— Text shown —
=== Begin Enclosure ===

In as little as a year, the U.S. Supreme Court will be hearing a case that could have devastating consequences for American women.
South Dakota passed a law in March that outlaws nearly all abortions. The provisions of the bill stand in direct opposition to Roe vs. Wade, and the Christian right is hoping to use it as a catalyst for overturning the 1973 ruling. This couldn’t have come about at a worse time, with the Republican Party controlling both the White House and Congress. Add to that the Bush administration’s appointment of Chief Justice John Roberts and Justice Samuel Alito, and you’ve got a recipe for disaster.
As we watch more and more of our freedoms disappear in this country, it is discouraging to see legislation put forth that specifically targets womens’ rights. If pro-life organizations get their way, thousands of women will suffer just as they did before Roe vs. Wade protected their inalienable right to have control over their own bodies.

=== End Enclosure ===

— Source information —
=== Begin Enclosure ===

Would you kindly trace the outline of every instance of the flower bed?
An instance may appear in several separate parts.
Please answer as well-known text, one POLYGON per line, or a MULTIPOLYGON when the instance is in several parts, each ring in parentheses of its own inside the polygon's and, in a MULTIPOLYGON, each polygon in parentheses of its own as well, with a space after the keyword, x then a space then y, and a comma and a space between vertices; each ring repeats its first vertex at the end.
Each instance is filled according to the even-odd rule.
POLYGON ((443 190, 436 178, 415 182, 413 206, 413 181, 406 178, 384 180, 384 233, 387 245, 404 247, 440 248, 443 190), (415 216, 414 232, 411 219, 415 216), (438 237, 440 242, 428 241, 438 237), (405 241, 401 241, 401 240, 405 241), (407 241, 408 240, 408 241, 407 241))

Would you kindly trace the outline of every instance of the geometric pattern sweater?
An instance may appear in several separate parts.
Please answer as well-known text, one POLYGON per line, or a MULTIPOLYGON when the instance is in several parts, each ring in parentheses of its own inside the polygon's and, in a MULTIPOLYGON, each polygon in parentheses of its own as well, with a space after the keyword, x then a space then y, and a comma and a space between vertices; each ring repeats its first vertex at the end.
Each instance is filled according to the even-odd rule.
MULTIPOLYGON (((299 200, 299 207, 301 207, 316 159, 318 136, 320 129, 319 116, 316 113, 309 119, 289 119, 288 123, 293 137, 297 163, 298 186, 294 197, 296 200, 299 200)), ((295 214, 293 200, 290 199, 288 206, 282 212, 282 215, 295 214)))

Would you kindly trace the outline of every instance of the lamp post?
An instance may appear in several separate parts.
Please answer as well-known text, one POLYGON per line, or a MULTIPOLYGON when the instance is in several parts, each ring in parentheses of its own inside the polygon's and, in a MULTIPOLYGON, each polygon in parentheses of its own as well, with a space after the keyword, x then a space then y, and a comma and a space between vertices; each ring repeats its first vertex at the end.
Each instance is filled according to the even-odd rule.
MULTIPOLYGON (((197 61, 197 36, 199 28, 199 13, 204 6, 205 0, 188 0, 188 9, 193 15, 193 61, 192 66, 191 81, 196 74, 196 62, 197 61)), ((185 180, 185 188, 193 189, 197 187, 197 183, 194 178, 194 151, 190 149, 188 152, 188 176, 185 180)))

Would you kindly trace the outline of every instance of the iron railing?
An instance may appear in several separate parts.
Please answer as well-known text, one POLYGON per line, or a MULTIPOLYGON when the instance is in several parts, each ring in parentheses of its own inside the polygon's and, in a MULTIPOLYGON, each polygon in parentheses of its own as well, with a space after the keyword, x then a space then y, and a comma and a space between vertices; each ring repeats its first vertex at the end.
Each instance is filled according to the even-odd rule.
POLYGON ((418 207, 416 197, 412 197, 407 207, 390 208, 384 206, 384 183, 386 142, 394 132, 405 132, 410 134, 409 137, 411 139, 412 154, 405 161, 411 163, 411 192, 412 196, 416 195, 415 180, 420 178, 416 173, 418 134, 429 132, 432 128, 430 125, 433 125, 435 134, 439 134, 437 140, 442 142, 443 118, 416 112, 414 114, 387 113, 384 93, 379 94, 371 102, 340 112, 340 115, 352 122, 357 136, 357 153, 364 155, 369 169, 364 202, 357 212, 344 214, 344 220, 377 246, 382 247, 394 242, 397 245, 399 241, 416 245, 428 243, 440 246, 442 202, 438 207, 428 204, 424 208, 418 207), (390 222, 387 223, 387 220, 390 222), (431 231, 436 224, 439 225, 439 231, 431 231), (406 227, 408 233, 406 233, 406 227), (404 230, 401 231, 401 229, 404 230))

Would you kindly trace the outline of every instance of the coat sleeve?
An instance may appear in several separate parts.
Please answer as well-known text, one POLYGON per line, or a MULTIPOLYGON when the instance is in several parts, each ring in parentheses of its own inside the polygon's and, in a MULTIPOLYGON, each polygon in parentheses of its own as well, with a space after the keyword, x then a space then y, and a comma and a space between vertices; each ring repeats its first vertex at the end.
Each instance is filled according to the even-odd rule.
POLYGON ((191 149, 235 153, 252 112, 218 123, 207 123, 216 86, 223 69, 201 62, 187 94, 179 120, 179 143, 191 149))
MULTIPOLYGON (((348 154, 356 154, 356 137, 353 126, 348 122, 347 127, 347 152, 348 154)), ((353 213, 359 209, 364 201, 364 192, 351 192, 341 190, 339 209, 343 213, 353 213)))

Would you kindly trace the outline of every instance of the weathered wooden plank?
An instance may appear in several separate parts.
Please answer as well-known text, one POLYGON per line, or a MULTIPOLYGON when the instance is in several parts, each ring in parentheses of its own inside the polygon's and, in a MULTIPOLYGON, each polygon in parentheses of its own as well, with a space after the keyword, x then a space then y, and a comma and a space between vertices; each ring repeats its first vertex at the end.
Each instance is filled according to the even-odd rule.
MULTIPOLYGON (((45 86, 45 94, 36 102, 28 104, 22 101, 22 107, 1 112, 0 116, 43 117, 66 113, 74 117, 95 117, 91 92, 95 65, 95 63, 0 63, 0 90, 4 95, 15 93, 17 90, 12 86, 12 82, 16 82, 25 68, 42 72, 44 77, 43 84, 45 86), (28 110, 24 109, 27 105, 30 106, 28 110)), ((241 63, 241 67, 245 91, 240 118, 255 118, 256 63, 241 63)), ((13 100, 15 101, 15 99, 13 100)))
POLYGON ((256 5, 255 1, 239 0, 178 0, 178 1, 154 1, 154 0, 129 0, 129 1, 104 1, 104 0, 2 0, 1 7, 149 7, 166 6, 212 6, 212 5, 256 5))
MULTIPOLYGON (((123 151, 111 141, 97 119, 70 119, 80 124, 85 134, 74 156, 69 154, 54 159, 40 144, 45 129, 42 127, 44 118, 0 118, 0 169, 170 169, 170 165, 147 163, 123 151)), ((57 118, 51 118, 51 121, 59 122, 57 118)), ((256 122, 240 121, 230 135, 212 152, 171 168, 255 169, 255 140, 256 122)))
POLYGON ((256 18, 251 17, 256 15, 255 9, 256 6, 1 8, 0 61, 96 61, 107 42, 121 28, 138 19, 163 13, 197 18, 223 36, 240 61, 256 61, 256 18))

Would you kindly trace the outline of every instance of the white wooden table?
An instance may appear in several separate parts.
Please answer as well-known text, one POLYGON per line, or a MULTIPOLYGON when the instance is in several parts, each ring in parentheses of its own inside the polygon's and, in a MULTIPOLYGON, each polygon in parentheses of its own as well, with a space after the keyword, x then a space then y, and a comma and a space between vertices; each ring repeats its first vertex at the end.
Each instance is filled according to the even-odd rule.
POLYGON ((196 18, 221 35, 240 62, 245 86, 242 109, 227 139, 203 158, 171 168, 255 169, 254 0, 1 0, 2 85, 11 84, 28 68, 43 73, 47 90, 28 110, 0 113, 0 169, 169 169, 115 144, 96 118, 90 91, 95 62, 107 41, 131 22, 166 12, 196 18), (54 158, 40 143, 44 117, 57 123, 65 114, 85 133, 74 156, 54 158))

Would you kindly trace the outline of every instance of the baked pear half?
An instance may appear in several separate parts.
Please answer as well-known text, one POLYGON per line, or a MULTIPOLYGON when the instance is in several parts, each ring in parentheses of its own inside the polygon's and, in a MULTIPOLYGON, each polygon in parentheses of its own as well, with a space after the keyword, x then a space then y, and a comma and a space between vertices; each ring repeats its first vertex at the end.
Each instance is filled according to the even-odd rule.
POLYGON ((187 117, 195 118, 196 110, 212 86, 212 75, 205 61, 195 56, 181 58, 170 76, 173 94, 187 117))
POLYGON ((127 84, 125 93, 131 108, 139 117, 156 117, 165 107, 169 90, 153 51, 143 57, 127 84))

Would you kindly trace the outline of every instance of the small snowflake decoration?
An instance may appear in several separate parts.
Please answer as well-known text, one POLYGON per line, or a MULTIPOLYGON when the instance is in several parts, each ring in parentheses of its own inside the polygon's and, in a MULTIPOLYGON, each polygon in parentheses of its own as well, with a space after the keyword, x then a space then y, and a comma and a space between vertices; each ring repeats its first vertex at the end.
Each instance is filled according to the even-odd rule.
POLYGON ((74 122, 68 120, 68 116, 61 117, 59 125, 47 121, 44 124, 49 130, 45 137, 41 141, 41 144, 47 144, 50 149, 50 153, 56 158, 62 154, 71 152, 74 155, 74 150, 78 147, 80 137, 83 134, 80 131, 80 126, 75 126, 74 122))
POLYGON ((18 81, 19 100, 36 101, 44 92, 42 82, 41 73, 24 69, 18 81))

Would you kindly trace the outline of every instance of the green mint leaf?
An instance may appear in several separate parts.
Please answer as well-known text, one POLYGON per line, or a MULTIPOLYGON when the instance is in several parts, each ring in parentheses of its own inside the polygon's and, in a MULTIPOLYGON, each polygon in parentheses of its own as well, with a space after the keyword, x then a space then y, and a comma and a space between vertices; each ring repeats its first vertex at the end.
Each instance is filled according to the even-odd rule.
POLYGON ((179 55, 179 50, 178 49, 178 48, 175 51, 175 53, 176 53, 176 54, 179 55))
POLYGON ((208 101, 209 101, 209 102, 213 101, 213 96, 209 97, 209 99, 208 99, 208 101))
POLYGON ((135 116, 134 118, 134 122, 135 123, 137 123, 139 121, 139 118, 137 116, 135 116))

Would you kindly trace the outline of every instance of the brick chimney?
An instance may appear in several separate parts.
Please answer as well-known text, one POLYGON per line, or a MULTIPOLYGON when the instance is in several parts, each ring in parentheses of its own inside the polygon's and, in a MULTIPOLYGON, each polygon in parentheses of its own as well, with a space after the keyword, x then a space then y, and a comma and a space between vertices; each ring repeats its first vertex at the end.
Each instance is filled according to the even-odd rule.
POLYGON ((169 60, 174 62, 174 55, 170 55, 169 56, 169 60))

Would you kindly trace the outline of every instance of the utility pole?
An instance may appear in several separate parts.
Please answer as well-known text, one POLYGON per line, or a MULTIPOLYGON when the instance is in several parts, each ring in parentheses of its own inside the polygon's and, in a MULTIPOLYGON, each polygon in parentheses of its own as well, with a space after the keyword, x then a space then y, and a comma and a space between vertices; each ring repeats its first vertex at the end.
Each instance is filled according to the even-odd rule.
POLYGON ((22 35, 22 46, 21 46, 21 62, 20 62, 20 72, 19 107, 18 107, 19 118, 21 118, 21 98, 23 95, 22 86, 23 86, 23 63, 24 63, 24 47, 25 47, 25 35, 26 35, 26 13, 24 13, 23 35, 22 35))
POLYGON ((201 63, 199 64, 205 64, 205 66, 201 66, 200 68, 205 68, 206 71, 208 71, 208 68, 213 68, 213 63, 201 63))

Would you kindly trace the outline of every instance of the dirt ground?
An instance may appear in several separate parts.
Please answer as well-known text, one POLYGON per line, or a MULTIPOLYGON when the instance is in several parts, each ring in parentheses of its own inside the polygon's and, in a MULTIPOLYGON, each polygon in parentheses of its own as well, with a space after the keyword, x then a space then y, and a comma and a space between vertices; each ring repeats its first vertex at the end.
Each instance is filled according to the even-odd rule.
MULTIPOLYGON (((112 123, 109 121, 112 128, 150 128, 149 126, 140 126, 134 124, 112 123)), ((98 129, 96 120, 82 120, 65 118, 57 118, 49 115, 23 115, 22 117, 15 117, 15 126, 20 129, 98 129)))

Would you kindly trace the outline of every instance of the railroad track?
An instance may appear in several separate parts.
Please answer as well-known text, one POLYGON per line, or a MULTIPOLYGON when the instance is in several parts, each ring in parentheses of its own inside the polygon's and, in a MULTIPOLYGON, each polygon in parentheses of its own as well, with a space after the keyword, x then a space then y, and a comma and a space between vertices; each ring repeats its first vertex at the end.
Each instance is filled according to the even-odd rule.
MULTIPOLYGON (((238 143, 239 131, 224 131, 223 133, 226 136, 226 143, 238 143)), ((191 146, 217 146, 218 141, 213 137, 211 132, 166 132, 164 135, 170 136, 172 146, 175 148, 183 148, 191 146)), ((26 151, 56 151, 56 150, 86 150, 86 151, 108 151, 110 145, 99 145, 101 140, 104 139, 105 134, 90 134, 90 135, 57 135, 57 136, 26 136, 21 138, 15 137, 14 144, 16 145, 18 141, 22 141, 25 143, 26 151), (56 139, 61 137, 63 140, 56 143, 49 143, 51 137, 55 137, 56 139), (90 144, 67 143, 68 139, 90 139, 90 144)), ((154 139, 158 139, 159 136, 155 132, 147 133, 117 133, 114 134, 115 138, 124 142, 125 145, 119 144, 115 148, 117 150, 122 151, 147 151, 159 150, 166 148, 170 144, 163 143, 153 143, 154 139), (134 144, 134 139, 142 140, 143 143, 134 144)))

=== End Enclosure ===

— Task details —
Output the passage of the South Dakota abortion law text from "In as little" to "recipe for disaster.", copied word for word.

— Worked solution —
In as little as a year, the U.S. Supreme Court will be hearing a case that could have devastating consequences for American women.
South Dakota passed a law in March that outlaws nearly all abortions. The provisions of the bill stand in direct opposition to Roe vs. Wade, and the Christian right is hoping to use it as a catalyst for overturning the 1973 ruling. This couldn’t have come about at a worse time, with the Republican Party controlling both the White House and Congress. Add to that the Bush administration’s appointment of Chief Justice John Roberts and Justice Samuel Alito, and you’ve got a recipe for disaster.